# Exercise instructions:
In the records below, copy out every line of the part that opens with the line containing "Mark every instance of the floral" and closes with the line containing "Mark every instance of the bird in", requests included. Shift each answer point by adding 97 to both of its coordinates.

# Supplied entries:

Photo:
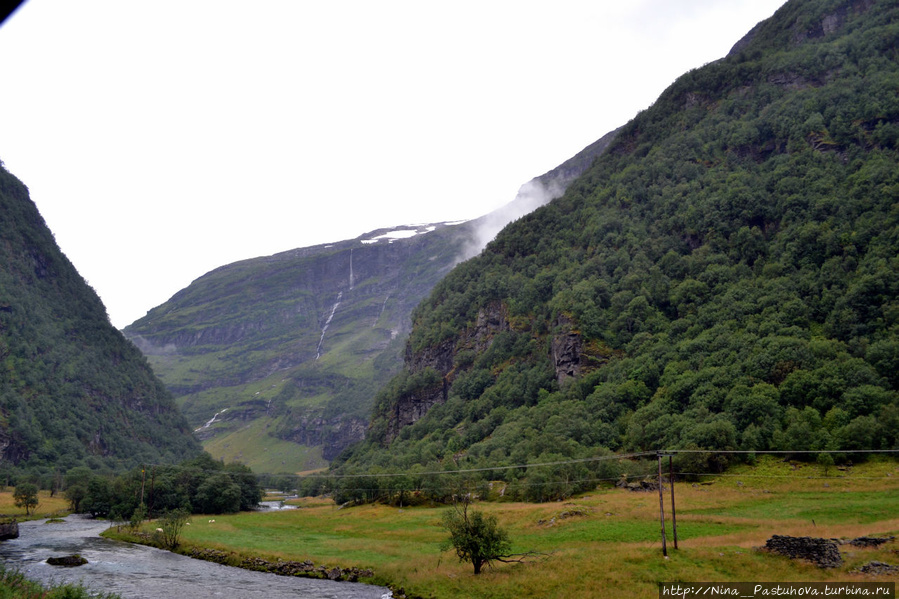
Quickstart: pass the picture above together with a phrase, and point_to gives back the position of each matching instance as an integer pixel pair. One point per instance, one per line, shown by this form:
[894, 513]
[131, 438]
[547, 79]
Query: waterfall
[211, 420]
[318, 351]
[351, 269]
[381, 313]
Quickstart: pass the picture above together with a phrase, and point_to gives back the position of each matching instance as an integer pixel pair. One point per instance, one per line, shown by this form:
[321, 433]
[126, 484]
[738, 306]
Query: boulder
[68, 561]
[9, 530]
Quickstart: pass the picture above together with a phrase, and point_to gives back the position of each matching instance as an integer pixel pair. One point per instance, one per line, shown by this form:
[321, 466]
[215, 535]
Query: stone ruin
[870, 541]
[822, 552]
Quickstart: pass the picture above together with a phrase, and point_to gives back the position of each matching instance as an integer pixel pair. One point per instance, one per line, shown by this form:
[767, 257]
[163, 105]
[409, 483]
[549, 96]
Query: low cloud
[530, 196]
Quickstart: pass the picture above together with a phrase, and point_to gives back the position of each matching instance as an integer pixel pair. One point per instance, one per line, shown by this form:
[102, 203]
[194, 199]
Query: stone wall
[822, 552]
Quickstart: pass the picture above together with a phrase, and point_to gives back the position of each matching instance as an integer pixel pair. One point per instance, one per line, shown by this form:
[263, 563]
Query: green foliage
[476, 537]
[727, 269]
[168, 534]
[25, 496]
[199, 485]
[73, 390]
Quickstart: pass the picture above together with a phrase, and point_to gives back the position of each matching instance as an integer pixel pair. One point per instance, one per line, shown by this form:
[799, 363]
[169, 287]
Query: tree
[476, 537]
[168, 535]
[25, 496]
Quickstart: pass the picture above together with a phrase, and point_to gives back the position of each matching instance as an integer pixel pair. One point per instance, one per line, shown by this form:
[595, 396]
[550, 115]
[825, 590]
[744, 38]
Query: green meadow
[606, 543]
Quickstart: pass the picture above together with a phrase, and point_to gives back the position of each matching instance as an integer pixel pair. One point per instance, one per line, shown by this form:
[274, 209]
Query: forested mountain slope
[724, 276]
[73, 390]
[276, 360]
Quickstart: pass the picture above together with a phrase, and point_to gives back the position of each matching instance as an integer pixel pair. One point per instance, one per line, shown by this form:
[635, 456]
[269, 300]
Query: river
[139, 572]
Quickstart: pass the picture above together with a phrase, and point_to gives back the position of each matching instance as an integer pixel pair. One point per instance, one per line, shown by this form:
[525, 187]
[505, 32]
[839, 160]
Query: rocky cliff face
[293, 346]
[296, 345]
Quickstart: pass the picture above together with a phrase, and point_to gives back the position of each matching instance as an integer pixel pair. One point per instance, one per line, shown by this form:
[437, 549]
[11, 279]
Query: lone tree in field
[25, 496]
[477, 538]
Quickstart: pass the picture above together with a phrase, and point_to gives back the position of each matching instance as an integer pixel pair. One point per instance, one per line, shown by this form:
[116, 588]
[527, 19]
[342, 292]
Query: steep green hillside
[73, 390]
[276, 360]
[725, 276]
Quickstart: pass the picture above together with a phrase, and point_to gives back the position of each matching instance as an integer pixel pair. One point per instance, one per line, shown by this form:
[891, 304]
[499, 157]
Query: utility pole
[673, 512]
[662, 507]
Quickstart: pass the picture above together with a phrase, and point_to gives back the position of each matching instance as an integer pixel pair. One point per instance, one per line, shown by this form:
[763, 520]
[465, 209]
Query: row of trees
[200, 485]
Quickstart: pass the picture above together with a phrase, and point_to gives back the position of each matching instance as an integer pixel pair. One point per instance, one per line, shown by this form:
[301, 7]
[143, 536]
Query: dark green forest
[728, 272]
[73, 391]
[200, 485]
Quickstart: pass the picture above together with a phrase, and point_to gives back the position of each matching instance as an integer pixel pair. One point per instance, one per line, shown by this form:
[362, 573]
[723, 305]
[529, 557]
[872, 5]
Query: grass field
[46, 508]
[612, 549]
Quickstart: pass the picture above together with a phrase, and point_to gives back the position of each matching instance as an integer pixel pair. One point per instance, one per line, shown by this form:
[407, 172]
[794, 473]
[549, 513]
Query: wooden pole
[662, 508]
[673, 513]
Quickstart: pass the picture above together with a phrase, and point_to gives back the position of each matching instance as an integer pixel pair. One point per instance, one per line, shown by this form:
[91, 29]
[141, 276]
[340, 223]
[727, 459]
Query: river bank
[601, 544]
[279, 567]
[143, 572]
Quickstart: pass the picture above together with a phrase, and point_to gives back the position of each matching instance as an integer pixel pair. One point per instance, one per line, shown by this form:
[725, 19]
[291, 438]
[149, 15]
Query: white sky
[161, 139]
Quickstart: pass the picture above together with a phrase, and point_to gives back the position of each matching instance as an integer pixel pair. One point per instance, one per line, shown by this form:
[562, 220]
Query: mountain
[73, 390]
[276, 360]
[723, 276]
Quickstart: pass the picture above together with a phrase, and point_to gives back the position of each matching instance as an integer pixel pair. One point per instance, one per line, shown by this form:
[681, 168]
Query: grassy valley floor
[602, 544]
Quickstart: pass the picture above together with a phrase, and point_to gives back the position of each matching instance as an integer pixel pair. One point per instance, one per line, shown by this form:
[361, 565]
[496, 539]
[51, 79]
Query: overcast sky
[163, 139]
==
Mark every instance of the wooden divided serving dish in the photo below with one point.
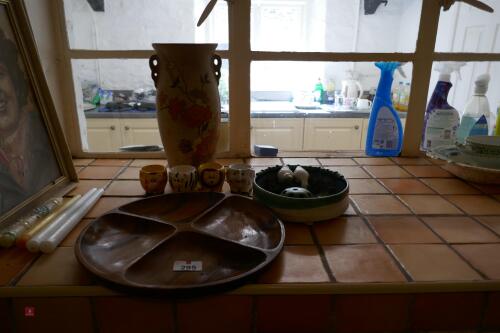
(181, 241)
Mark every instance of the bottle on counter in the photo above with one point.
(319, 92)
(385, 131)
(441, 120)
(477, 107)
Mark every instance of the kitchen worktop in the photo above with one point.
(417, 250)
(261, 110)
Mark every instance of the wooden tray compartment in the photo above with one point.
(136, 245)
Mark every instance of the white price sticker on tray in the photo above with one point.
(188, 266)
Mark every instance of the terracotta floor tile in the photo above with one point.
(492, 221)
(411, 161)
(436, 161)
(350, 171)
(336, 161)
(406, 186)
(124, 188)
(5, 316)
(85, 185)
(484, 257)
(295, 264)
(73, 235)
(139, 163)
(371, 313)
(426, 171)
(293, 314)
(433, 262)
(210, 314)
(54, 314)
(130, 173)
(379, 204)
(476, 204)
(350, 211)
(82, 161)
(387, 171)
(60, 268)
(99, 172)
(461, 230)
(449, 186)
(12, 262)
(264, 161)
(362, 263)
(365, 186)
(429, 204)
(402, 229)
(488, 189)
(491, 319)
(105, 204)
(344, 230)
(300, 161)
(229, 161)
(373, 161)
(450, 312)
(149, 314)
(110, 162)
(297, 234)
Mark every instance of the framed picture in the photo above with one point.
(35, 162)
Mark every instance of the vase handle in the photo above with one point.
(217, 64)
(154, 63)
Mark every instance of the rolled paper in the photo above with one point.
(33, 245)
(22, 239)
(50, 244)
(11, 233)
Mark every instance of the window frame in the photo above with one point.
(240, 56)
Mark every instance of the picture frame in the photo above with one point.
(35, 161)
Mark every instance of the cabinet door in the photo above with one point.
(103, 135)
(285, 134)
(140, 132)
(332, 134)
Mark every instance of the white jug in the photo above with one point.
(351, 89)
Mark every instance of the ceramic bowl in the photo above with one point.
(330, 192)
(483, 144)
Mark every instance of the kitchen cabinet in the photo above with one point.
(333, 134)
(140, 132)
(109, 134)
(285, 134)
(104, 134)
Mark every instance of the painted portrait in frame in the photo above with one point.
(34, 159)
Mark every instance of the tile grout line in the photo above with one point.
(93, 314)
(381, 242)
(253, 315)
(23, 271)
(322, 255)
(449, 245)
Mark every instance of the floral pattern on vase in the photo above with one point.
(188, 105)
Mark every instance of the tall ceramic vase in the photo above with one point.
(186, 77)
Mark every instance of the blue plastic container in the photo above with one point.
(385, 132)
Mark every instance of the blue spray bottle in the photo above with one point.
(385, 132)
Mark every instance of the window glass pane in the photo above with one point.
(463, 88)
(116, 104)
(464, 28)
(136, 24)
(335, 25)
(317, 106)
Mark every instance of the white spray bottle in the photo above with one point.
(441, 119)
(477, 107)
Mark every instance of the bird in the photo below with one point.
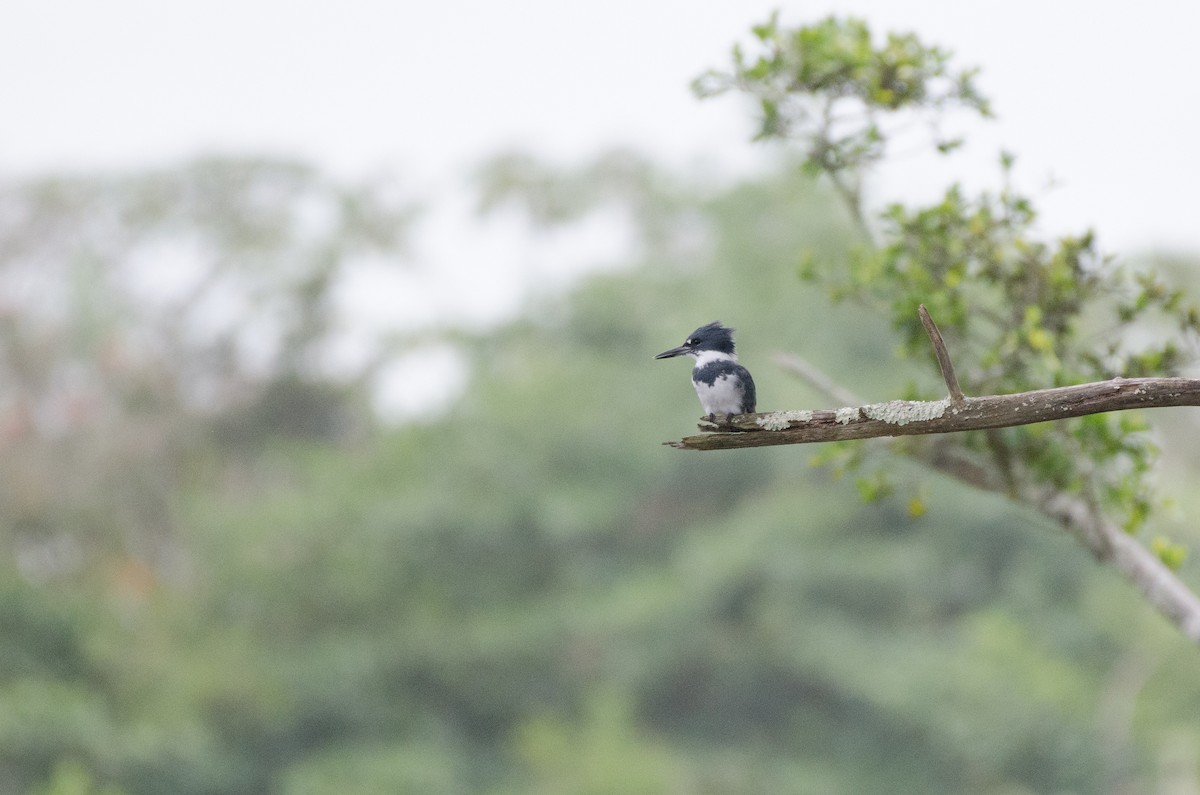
--
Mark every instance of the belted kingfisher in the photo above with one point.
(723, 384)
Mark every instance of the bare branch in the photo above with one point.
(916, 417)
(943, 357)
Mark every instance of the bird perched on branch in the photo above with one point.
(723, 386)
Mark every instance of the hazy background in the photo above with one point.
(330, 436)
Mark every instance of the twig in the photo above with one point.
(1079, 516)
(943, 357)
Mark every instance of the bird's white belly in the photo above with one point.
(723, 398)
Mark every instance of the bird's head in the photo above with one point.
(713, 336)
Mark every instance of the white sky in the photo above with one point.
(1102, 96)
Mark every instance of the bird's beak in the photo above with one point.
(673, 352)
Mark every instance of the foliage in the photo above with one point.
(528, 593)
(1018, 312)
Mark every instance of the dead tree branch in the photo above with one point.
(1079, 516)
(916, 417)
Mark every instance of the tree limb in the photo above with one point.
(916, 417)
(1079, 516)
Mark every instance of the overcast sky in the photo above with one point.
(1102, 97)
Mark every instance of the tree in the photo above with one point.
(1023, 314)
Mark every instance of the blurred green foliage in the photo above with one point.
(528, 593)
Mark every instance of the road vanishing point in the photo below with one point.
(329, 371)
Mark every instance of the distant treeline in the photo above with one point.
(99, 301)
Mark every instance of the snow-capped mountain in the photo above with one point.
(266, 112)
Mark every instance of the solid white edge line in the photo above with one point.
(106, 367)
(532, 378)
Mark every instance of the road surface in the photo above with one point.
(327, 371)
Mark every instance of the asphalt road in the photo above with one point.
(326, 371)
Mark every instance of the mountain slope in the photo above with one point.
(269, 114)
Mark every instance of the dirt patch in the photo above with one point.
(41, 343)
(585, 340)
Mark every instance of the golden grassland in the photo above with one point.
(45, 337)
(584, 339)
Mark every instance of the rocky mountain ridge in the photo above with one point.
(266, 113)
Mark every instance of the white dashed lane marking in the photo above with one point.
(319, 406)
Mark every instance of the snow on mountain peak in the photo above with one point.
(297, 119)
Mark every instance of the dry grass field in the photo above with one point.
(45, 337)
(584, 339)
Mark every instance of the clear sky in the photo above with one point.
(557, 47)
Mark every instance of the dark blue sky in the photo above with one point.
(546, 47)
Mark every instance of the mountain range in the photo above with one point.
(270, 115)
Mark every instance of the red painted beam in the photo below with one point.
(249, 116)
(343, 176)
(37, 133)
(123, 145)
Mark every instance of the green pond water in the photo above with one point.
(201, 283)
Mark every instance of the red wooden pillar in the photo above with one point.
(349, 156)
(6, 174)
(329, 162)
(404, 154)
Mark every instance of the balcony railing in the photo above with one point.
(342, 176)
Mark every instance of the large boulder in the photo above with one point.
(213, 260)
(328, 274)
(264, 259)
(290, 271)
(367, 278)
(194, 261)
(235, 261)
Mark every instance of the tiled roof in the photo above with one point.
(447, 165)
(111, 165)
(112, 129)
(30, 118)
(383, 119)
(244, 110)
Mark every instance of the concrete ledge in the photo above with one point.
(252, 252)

# Output of the task:
Mark every instance of the floral pattern on vase in the photo above with one point.
(285, 202)
Mark every instance of the tall ceramic vase in the photo above with one point.
(283, 174)
Mark every instance of the blue plastic container in the photo above with one point.
(482, 229)
Mark every instance of the blue spray bottle in the photo above with one point.
(482, 229)
Mark every instance of the window glass pane in the photo above with one point.
(560, 185)
(213, 201)
(561, 125)
(233, 121)
(432, 122)
(414, 203)
Mark every instance of the white spray bottle in the photo above with one point.
(538, 216)
(574, 204)
Mark every instance of the bird in the photo below with one point.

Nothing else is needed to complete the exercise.